## Instructions for the task
When you reach the line containing "Task: Where can the man in" in the data below, reproduce it and every line that follows, exactly and without additions.

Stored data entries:
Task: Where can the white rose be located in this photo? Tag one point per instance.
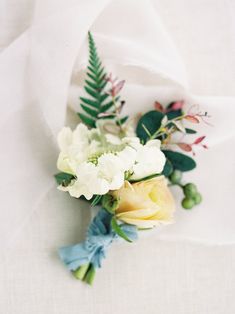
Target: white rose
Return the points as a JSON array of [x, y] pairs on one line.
[[149, 160]]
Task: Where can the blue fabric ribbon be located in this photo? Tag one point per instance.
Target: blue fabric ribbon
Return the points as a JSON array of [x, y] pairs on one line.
[[99, 238]]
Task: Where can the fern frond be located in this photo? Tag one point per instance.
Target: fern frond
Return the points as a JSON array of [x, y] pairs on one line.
[[98, 101]]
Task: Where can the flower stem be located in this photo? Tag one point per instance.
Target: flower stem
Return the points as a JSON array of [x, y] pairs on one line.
[[81, 271], [90, 275]]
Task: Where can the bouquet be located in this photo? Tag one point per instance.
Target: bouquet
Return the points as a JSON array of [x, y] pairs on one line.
[[124, 166]]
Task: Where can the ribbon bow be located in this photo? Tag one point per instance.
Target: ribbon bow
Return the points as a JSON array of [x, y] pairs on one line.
[[99, 238]]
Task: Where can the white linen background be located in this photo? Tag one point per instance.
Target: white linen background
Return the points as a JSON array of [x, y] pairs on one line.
[[176, 277]]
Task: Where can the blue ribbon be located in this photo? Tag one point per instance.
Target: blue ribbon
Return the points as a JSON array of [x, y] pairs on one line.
[[99, 238]]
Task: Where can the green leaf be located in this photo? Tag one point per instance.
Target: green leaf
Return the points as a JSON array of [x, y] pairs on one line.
[[190, 131], [88, 121], [95, 88], [124, 119], [119, 230], [96, 200], [63, 178], [91, 92], [168, 169], [90, 102], [180, 161], [150, 121], [145, 178], [90, 111]]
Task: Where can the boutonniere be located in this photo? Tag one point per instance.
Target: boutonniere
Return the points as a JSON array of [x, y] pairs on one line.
[[123, 166]]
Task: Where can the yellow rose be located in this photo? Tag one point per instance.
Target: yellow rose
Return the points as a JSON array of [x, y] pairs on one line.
[[145, 204]]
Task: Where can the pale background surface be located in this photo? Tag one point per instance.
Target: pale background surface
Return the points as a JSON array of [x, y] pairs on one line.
[[176, 278]]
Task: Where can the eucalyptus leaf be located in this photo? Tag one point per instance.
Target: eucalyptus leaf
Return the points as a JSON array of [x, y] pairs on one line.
[[190, 131], [118, 230], [63, 178], [149, 124], [168, 169], [180, 161]]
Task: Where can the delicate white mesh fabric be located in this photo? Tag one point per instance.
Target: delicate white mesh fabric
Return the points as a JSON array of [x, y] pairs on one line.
[[42, 61]]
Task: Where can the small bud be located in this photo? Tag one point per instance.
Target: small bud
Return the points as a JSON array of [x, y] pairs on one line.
[[110, 203], [190, 190], [187, 203], [176, 176]]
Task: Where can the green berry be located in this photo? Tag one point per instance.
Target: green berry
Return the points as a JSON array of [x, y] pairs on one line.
[[188, 203], [176, 176], [197, 198], [110, 203], [190, 190]]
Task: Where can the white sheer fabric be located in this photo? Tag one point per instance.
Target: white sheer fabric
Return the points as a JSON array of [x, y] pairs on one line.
[[36, 70], [42, 61]]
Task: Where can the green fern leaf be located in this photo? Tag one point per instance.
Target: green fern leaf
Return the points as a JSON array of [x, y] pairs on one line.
[[98, 101]]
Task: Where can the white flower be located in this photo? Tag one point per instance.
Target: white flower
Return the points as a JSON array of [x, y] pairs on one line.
[[149, 160], [99, 161], [75, 147], [88, 182]]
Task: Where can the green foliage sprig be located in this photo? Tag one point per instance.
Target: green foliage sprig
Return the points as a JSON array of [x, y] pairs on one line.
[[100, 103]]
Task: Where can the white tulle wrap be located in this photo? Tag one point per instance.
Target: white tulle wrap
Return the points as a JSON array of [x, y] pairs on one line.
[[43, 72]]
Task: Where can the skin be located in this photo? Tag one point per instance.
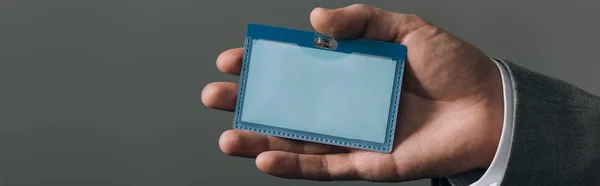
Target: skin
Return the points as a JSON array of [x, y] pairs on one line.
[[450, 116]]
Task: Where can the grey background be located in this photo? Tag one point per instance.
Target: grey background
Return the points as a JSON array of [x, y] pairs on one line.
[[106, 92]]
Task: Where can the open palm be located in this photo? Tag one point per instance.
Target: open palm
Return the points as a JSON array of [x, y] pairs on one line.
[[449, 120]]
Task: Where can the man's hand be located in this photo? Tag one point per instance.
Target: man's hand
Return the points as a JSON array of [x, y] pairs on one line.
[[450, 116]]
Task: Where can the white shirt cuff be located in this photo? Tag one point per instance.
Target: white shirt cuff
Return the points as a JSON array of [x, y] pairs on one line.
[[495, 173]]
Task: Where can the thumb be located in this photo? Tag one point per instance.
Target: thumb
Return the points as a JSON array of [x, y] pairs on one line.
[[366, 22]]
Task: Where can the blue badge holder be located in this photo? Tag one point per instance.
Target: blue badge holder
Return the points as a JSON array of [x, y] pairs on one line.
[[301, 85]]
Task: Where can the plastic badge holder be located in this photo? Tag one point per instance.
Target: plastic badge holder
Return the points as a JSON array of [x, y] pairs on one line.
[[305, 86]]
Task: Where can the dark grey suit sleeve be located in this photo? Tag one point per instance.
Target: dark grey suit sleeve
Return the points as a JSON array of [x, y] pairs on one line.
[[556, 133]]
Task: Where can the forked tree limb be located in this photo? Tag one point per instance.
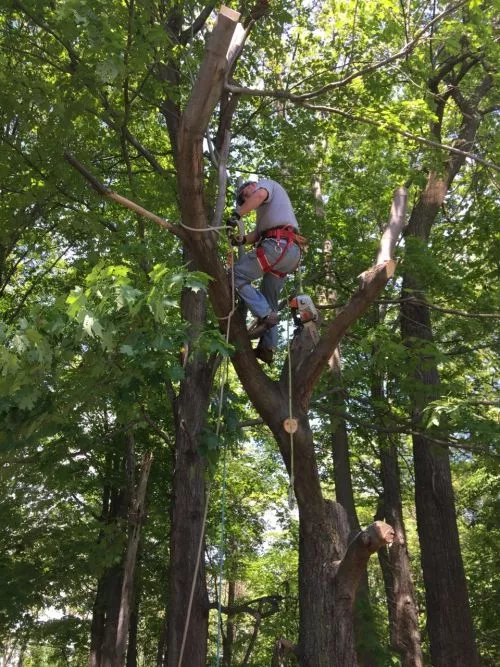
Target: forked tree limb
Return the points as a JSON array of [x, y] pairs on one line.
[[348, 571], [372, 282]]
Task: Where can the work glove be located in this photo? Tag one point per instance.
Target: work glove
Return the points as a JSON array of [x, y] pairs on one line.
[[237, 240]]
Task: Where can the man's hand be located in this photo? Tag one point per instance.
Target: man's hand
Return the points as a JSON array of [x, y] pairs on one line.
[[236, 239]]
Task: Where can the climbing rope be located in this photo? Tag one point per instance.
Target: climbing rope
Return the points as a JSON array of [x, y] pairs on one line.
[[291, 496]]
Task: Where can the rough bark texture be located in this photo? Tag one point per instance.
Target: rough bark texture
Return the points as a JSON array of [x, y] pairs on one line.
[[449, 621], [136, 516], [344, 494], [324, 634], [188, 504], [106, 607], [395, 564]]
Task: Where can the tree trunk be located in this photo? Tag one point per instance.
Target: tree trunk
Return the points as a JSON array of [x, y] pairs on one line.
[[449, 621], [228, 639], [107, 601], [136, 518], [395, 564], [344, 494]]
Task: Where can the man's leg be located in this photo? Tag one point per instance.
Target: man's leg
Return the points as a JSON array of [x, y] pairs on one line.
[[271, 289], [246, 270], [272, 285]]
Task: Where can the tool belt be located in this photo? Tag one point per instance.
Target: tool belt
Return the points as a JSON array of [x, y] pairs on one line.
[[286, 232]]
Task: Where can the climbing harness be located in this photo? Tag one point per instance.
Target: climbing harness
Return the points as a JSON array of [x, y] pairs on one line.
[[290, 235]]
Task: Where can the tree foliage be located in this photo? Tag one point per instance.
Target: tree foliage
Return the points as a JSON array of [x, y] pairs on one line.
[[93, 345]]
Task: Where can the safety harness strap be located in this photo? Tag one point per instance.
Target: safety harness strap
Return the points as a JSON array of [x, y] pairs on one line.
[[277, 233]]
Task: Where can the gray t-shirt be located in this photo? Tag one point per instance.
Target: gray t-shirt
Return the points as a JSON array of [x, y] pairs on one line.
[[277, 210]]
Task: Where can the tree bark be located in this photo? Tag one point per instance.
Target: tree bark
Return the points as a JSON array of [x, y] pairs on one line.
[[395, 562], [187, 626], [344, 494], [449, 621], [324, 635], [136, 518]]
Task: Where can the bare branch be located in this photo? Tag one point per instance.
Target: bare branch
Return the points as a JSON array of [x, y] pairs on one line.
[[197, 25]]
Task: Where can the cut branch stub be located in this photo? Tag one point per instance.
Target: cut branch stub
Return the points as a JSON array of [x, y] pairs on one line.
[[291, 425], [378, 535]]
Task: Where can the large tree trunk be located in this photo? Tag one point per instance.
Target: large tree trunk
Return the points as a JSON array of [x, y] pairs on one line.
[[106, 607], [449, 621], [136, 516], [187, 618], [344, 494], [395, 562]]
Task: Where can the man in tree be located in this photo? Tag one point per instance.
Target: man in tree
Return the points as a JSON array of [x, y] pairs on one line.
[[275, 255]]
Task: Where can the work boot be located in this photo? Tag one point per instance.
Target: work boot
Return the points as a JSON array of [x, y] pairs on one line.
[[265, 354]]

## Response area
Task: Where can the man in tree be located in this photo? Tag one point per instance.
Target: man in tree
Return the points as a JSON array of [x, y] pairs on one line.
[[275, 255]]
Task: Where can the work boot be located in this photo? Tag one point per instance.
Target: work boot
Return the points as a JSON array of [x, y] pairs on one line.
[[265, 354]]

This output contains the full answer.